● **What is being asked**
Every line below needs to be returned exactly as written.

● **Working data**
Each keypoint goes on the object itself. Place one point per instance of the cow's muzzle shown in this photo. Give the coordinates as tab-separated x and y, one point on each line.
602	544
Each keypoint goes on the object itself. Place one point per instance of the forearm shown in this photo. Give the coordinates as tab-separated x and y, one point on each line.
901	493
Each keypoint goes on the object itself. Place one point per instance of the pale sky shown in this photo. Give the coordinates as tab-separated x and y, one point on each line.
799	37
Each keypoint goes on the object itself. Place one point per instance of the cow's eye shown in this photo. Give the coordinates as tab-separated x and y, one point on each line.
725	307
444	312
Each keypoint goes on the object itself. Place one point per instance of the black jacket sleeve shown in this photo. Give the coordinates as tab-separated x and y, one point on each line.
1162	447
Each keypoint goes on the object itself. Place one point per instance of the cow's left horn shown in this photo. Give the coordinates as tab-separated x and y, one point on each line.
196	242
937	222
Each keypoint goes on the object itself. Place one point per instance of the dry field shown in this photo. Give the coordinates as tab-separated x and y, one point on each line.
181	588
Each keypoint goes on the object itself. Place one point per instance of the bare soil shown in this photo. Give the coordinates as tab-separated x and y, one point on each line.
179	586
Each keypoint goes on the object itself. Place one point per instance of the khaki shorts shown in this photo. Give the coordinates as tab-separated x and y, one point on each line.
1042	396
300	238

● **Reply**
Each keypoint goes on the object itself. Place one point per instance of the cow's muzzle shown in this photo. Give the coordinates as tab-separated x and y, one point on each line.
602	544
Each keypoint goes on the object itself. Place one point per instance of the forearm shown in this photo. Give the coordinates as tab-separated x and y, one point on each line.
901	493
Each keypoint goes on the object itself. Place one point per instance of the pale sky shown in this photo. Give the coordinates as tab-separated x and y, one point on each line.
799	37
Each keypoint goes on the object itself. Place one point per instance of the cow's eye shown in this photo. Give the coordinates as tab-separated x and y, one point on each line.
725	307
444	312
Each keypoint goes on the object itself. Place one point per instance of the black jacket sleeve shown in this photo. Give the coordinates as tab-separated x and y, one point on each line.
1162	447
Each keypoint goes on the object itself. Place one point per instance of the cow's left horn shown in this photo. Give the coordinates as tab-separated x and y, one point on each line.
196	242
937	222
Each keypoint goes on the object itself. Place one point per instance of the dry field shown in this photo. Give the coordinates as tab-separated x and y, one point on each line.
181	588
Each keypoint goes on the object itself. Place one point per instance of the bare soil shown in this photo. Give the coordinates as tab-separated x and y, one point on each line.
179	586
Each keypoint goes on the object itself. Place one point per instance of the khaki shorts shown in this photo. Give the coordinates as tab-separated x and y, one point on each line.
1042	396
300	238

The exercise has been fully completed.